### [Problem description]
Quote the records below word for word, starting at the line that contains "locate --obj window" and ending after the line that contains "[742,316,765,858]".
╭─ Data rows
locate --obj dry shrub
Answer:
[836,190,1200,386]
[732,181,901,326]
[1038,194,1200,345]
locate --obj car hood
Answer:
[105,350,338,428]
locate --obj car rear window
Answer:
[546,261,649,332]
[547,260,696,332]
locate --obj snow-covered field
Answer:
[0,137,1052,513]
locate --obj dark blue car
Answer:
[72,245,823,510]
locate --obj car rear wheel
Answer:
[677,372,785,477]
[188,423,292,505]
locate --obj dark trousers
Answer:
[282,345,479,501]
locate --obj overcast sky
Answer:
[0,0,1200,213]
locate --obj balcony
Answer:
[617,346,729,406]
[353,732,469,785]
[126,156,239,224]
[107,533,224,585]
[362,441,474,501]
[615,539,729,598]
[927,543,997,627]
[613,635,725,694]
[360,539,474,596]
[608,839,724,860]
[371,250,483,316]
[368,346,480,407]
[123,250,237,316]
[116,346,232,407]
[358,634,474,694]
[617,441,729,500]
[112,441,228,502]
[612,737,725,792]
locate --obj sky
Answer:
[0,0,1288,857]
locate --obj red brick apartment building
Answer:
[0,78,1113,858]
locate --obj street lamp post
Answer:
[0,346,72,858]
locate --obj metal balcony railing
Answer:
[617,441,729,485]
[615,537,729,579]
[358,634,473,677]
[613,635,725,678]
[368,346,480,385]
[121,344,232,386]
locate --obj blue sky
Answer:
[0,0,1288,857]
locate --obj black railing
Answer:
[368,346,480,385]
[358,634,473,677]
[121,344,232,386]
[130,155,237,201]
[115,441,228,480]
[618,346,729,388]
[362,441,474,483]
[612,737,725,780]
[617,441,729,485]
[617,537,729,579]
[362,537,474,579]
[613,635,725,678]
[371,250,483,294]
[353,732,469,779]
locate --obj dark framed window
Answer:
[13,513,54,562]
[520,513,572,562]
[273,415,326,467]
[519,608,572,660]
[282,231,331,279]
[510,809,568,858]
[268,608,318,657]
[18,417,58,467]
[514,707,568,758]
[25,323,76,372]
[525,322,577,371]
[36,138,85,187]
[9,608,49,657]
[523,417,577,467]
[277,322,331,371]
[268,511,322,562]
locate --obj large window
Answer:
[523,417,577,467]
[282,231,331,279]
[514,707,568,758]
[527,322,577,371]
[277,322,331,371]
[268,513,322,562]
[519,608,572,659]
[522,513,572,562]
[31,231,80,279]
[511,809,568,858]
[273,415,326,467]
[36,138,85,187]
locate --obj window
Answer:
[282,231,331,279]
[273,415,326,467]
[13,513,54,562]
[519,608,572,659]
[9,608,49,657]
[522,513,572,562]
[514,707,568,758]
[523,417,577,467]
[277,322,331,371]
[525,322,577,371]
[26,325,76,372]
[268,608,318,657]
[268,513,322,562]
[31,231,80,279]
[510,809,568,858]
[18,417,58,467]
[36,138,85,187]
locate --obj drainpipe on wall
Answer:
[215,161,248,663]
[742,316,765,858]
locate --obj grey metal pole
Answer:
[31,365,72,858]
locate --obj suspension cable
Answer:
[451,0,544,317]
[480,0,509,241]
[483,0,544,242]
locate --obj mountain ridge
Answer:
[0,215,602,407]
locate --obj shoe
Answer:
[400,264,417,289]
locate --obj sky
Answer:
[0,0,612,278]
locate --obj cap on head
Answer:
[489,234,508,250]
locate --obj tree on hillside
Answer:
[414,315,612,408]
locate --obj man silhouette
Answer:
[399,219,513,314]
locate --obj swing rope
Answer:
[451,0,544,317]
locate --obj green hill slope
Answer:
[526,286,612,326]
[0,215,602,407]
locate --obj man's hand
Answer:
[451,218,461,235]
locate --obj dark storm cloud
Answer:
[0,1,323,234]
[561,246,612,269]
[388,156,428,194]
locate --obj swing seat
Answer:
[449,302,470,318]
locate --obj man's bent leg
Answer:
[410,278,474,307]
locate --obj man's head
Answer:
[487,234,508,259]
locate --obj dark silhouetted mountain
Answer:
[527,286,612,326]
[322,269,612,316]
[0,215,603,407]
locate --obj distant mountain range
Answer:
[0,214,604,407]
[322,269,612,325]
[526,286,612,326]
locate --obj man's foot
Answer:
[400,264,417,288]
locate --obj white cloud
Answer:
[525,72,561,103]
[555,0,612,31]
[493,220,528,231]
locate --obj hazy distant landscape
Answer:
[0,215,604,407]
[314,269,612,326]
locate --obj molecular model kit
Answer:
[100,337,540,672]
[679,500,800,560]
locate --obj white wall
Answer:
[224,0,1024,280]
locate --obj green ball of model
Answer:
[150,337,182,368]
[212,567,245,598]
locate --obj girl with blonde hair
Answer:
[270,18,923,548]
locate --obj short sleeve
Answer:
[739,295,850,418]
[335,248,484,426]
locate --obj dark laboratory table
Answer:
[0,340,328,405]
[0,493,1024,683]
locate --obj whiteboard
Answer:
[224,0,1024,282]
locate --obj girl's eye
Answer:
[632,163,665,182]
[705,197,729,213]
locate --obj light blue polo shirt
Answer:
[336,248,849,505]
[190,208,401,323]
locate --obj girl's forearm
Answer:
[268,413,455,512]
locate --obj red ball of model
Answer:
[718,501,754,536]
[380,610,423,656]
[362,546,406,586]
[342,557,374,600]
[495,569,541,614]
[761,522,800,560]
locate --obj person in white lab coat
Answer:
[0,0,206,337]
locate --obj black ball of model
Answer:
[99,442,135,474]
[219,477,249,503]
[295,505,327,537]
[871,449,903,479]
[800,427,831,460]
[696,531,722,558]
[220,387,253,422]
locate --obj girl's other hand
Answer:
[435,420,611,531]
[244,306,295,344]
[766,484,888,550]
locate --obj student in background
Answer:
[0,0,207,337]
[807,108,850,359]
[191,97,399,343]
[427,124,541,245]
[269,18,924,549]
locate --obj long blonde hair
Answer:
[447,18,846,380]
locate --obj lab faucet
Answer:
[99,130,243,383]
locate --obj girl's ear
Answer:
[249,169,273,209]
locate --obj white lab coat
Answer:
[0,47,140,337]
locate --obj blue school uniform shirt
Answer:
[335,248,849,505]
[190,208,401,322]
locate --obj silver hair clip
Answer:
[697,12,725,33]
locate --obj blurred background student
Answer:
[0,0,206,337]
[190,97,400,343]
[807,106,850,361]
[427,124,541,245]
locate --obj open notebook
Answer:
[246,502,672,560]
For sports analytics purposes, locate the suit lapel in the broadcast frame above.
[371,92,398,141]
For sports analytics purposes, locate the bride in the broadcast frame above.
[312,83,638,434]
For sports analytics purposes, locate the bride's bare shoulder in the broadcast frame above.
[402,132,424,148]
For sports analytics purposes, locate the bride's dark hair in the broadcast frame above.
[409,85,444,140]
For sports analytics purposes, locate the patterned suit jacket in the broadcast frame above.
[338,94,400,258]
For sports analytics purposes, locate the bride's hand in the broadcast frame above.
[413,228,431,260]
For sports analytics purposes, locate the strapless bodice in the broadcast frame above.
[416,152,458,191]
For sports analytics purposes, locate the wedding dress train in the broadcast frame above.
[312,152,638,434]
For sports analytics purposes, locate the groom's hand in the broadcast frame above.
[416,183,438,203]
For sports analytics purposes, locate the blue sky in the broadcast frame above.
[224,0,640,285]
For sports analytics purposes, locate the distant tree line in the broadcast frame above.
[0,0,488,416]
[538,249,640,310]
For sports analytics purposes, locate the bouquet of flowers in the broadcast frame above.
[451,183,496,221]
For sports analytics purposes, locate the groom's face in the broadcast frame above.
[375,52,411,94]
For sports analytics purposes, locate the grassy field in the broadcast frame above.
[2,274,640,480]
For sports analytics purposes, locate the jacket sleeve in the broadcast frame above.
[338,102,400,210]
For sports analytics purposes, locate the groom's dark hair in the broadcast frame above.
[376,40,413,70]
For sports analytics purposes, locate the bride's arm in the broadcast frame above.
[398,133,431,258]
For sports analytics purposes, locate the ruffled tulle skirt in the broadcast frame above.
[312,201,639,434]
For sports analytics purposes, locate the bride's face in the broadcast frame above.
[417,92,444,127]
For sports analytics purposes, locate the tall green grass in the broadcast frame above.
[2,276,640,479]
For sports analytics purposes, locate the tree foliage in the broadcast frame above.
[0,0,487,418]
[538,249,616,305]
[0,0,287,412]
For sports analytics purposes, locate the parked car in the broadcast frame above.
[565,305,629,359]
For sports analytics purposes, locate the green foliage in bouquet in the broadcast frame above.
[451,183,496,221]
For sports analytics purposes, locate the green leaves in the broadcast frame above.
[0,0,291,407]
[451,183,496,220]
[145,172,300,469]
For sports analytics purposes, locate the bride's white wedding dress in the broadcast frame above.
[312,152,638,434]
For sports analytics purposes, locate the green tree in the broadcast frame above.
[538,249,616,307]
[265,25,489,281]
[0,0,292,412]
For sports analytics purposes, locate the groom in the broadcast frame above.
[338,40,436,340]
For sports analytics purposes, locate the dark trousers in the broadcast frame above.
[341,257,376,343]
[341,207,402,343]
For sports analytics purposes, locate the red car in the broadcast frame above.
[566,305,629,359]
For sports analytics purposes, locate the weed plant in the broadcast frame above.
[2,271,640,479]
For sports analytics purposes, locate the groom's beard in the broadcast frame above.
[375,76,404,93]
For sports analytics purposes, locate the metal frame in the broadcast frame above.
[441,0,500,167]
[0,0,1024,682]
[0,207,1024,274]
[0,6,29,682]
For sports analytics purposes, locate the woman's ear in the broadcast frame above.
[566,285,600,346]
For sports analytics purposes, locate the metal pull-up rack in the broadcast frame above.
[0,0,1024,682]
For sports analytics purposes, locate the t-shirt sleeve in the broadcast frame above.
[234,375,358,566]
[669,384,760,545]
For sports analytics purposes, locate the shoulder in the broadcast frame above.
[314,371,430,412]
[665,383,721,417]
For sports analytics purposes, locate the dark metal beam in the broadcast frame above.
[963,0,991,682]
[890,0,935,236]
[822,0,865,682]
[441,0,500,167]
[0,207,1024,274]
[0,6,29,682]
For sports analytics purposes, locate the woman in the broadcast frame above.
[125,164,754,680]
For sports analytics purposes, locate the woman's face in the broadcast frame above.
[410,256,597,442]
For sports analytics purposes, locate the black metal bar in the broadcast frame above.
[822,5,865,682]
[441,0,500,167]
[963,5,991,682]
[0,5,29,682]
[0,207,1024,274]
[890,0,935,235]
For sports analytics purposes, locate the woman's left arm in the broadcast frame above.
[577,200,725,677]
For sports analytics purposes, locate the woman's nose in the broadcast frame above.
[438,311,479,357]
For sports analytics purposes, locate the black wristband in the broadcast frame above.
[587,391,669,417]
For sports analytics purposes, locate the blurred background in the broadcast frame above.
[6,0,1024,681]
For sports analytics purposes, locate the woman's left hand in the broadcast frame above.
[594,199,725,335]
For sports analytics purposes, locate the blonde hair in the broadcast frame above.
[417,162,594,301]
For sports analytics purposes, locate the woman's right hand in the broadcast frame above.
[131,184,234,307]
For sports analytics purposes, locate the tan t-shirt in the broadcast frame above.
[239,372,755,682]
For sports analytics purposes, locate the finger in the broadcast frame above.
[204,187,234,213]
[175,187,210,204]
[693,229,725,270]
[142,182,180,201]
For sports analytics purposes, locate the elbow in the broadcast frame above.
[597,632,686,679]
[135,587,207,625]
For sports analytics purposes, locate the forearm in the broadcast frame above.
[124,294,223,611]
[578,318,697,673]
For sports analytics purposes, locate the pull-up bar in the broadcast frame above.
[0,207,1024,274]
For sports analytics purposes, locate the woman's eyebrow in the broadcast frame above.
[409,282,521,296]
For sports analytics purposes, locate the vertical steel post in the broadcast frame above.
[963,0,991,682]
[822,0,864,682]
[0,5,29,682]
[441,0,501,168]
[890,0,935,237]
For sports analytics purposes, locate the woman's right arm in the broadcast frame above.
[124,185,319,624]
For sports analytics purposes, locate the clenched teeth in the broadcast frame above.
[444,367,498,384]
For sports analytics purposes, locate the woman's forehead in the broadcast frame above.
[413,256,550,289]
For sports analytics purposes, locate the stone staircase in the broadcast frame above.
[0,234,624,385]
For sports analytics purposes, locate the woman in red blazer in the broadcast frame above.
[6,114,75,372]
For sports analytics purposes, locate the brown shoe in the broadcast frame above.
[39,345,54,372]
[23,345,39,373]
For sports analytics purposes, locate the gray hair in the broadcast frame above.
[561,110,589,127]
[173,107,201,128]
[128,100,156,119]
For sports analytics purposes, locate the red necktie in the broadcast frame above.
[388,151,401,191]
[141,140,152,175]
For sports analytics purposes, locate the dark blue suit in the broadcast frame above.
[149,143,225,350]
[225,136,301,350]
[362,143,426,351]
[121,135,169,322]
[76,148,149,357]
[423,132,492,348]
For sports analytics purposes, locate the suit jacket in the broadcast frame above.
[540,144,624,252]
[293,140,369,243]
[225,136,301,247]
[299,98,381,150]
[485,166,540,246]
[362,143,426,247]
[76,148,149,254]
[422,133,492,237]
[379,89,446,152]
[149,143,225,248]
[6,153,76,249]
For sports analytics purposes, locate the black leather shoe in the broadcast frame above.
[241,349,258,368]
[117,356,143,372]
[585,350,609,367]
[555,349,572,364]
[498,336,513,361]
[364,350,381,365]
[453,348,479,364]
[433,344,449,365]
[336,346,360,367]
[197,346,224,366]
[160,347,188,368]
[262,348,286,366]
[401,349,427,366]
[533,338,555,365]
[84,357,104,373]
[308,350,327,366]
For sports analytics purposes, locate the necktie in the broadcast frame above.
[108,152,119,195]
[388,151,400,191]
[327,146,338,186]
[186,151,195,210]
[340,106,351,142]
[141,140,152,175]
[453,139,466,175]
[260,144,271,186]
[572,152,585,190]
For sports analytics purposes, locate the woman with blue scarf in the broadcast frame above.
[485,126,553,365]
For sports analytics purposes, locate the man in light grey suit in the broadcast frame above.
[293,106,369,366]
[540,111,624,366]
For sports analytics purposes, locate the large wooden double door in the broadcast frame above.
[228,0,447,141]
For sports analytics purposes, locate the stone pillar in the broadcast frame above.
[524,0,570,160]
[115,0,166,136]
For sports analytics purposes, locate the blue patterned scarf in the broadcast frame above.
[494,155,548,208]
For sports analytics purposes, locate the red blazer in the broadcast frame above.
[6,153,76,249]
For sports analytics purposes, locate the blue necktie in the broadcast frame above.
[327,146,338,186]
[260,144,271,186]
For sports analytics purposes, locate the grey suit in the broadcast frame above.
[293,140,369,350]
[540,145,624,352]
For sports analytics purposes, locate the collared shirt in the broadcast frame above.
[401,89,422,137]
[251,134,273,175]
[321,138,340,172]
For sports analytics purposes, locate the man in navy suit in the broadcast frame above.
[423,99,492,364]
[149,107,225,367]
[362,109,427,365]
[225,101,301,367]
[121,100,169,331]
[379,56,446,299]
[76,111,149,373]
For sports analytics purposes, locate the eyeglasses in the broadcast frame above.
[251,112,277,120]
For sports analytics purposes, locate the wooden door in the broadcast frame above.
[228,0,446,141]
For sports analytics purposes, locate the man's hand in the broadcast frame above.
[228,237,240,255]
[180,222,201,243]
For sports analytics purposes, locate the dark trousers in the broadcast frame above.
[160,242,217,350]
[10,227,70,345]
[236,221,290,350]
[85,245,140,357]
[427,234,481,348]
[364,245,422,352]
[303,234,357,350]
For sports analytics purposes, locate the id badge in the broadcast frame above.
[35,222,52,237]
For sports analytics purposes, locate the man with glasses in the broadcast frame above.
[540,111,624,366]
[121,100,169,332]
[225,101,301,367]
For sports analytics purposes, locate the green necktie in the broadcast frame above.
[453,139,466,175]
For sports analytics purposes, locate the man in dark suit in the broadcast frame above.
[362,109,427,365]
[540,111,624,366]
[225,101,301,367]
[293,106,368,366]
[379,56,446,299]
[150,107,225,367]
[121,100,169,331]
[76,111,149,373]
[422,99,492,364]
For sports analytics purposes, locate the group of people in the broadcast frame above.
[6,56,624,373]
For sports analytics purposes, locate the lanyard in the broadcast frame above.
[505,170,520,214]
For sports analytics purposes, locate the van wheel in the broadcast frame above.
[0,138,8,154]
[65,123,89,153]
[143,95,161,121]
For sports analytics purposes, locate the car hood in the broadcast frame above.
╰─
### [Written reply]
locate --obj window
Answer:
[282,231,331,279]
[273,415,326,467]
[13,513,54,562]
[519,608,572,659]
[9,608,49,657]
[522,513,572,562]
[514,707,568,758]
[523,417,577,467]
[277,322,331,371]
[525,322,577,371]
[26,325,76,372]
[268,608,318,657]
[268,513,322,562]
[31,231,80,279]
[510,809,568,858]
[18,417,58,467]
[36,138,85,187]
locate --obj drainpipe on wall
Answer:
[215,161,248,663]
[742,316,765,858]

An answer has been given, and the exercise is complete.